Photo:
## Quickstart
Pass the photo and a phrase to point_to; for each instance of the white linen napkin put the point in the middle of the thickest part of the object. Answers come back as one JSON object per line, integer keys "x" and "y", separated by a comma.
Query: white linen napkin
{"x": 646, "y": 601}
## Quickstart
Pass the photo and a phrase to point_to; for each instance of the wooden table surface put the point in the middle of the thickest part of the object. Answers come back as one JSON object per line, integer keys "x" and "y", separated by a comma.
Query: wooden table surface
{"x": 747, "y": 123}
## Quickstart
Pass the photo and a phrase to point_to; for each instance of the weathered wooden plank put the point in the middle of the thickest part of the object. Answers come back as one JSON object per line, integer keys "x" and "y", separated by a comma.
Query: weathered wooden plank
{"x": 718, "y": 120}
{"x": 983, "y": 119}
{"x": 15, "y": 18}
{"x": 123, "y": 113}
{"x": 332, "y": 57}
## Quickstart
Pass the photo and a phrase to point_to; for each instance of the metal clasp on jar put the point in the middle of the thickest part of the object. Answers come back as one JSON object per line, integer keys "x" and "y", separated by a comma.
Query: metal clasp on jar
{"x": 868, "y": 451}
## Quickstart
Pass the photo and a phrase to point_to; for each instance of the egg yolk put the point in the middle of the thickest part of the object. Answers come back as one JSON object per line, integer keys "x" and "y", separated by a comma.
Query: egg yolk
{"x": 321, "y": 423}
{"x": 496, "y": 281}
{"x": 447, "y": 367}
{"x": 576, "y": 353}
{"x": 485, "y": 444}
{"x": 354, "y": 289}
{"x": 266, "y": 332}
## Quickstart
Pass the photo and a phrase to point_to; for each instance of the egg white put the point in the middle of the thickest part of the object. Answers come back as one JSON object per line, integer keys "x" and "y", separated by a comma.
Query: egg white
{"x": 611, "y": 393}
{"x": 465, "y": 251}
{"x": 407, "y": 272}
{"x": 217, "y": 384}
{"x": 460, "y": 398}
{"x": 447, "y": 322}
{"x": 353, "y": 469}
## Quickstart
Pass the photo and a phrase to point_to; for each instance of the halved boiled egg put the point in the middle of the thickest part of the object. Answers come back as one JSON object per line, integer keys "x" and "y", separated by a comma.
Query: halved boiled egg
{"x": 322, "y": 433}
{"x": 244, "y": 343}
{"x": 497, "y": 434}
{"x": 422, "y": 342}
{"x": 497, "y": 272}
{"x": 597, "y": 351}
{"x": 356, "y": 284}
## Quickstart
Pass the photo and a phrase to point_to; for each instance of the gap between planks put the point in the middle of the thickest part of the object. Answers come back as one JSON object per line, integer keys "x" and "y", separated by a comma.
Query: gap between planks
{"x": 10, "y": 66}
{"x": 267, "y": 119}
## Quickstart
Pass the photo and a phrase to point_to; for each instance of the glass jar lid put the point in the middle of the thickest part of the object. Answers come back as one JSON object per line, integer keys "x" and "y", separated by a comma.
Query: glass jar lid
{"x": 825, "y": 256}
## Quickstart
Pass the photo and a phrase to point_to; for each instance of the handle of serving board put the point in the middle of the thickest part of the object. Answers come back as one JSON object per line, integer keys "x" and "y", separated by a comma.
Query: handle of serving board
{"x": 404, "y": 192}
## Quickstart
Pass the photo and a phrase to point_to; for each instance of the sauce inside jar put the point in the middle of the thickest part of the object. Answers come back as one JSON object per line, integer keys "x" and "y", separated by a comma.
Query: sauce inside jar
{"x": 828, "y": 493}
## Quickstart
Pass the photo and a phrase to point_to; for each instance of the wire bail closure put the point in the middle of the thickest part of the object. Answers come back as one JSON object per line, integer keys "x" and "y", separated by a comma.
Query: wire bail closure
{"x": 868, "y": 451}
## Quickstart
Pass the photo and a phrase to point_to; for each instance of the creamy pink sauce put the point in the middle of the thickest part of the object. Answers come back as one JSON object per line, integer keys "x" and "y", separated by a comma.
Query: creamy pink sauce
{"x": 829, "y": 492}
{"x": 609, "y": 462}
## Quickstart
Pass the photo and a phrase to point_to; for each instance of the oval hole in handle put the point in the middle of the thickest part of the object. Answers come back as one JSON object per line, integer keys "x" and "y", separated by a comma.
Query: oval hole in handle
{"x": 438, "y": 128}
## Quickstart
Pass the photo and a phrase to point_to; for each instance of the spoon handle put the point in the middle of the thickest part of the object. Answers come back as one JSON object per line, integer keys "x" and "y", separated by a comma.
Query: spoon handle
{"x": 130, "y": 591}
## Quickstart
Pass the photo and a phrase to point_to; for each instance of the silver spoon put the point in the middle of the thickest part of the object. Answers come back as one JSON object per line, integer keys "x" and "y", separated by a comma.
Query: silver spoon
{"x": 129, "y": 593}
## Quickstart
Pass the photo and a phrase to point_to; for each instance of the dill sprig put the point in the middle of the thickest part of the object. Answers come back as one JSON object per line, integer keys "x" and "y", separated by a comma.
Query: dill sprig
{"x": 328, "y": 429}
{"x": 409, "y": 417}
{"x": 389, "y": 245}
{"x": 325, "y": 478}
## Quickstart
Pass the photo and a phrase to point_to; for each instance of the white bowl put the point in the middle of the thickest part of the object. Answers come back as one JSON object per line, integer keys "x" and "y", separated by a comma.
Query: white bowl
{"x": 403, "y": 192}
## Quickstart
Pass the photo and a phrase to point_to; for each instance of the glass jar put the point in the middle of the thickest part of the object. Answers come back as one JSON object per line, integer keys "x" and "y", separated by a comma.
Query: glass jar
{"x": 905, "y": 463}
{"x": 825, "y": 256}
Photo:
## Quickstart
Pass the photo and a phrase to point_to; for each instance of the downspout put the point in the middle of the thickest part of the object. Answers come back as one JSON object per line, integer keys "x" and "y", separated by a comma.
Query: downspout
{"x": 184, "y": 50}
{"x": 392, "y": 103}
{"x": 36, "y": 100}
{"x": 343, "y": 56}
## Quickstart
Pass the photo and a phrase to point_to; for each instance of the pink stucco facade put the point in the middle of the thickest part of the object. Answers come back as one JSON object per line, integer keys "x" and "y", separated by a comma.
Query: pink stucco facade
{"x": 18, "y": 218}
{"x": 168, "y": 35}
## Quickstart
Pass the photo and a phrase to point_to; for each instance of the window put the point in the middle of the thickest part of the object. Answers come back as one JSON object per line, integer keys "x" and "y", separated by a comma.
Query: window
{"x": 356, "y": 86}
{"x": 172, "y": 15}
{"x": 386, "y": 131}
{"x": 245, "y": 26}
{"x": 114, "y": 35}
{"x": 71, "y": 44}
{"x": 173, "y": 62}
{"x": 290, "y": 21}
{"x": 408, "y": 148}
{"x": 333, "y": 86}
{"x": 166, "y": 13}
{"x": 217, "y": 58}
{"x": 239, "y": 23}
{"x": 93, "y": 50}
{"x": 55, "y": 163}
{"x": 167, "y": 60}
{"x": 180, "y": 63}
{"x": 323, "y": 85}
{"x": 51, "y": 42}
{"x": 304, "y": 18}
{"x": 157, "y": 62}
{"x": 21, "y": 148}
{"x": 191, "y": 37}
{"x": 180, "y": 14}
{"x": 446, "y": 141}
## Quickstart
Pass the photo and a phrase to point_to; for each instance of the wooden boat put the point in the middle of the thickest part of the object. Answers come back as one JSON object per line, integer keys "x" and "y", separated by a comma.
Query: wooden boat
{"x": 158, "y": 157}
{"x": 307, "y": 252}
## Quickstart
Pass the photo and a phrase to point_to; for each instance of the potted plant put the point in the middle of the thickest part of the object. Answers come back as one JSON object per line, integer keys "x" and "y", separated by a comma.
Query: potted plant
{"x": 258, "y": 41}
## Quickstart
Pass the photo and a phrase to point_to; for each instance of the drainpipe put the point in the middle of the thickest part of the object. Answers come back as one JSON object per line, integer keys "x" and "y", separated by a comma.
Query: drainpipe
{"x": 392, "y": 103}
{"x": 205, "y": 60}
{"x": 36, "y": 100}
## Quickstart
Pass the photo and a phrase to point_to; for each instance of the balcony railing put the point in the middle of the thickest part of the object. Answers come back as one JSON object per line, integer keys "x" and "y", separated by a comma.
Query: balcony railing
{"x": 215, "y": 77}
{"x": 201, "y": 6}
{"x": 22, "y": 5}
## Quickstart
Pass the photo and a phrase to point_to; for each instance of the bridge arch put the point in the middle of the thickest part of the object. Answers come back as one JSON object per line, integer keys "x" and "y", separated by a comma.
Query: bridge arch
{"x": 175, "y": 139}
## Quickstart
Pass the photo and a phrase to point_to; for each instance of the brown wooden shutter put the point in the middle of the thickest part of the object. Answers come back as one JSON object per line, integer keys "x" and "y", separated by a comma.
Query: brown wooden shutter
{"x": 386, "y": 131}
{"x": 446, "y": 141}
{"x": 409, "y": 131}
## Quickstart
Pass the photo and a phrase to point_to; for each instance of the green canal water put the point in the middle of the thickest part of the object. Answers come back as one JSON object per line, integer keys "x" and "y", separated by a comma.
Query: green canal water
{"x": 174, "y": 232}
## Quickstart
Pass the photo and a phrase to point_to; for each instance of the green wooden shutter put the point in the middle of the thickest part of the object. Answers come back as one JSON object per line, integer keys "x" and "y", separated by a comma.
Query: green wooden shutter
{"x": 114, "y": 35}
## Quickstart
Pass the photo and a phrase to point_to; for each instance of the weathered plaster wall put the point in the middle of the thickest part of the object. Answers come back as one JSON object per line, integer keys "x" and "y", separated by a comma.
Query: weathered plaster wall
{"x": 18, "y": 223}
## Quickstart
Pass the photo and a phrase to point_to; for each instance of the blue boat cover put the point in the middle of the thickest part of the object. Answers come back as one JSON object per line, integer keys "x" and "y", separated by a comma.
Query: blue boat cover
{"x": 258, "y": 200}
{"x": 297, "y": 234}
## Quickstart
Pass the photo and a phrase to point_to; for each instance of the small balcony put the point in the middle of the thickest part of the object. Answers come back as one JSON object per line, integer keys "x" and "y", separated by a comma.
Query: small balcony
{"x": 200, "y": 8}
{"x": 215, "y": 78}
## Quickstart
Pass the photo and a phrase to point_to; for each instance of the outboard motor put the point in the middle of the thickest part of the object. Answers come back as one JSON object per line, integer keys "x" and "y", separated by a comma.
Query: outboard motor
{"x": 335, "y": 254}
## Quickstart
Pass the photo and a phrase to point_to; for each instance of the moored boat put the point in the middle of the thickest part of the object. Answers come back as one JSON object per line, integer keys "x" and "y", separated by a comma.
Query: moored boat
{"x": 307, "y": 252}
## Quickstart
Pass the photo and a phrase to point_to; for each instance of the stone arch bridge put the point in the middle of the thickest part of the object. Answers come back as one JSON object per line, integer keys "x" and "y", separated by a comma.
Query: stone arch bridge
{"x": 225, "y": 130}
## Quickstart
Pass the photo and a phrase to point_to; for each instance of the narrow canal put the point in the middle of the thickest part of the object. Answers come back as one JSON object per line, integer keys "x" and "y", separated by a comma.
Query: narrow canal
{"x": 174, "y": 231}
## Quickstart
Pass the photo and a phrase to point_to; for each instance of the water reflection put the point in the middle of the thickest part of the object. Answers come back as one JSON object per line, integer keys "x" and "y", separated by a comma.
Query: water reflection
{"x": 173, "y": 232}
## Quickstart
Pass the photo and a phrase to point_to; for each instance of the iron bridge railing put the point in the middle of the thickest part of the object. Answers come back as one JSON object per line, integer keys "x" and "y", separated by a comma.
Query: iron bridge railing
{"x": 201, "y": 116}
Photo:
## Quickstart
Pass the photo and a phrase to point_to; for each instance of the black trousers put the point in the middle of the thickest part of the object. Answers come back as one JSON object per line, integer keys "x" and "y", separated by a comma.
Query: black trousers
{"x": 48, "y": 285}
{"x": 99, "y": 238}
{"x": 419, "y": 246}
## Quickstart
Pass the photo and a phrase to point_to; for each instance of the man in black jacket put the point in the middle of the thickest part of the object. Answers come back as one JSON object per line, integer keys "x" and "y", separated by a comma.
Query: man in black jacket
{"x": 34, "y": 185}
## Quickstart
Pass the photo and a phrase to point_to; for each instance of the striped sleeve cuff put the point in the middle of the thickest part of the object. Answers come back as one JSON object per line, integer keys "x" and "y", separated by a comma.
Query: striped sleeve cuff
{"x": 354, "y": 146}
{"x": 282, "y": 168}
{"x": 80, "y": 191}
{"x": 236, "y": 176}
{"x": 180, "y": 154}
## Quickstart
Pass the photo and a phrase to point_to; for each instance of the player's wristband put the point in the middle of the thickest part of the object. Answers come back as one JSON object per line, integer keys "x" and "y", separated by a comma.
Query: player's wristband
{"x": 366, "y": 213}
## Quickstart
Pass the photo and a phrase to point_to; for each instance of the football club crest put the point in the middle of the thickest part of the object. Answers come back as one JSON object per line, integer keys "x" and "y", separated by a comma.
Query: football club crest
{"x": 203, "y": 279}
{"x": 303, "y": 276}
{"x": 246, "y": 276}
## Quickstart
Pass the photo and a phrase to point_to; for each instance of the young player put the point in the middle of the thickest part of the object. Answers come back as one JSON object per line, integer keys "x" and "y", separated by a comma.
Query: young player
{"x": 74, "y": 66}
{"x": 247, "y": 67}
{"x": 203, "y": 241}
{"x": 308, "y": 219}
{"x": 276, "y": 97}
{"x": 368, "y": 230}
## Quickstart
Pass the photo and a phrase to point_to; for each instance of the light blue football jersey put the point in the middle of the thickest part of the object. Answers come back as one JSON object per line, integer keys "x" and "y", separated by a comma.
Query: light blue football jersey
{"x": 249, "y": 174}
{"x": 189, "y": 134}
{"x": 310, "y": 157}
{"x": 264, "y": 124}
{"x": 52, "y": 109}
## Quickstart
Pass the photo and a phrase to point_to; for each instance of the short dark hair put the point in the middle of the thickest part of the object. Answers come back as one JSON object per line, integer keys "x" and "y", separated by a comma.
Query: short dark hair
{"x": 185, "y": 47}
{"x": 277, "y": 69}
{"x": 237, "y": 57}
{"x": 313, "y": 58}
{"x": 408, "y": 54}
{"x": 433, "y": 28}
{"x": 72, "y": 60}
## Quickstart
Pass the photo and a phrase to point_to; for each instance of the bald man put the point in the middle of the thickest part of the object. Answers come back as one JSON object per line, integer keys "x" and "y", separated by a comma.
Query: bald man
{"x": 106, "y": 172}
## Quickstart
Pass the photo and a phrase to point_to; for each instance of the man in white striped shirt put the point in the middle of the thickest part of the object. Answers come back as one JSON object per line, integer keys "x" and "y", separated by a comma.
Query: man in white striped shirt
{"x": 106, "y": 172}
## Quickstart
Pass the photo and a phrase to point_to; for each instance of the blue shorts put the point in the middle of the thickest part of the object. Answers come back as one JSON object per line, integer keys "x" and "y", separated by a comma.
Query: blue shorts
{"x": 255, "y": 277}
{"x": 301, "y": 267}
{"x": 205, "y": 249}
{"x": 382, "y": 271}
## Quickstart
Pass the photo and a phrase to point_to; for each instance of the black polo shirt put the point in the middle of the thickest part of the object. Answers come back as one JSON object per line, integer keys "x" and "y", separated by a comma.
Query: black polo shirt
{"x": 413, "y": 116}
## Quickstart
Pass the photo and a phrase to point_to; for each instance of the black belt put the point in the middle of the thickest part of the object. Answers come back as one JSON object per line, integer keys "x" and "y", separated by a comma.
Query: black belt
▬▬▬
- **VOTRE OBJECTIF**: Repérez dans les données ci-dessus chaque ligne qui contient le mot « napkin », puis recopiez-la.

- **CORRIGÉ DE L'EXERCICE**:
Pass the photo and a phrase to point_to; for each instance of the white linen napkin put the point in the middle of the thickest part of the object. Answers come back as one JSON object per line, integer keys "x" and "y", separated by a comma.
Query: white linen napkin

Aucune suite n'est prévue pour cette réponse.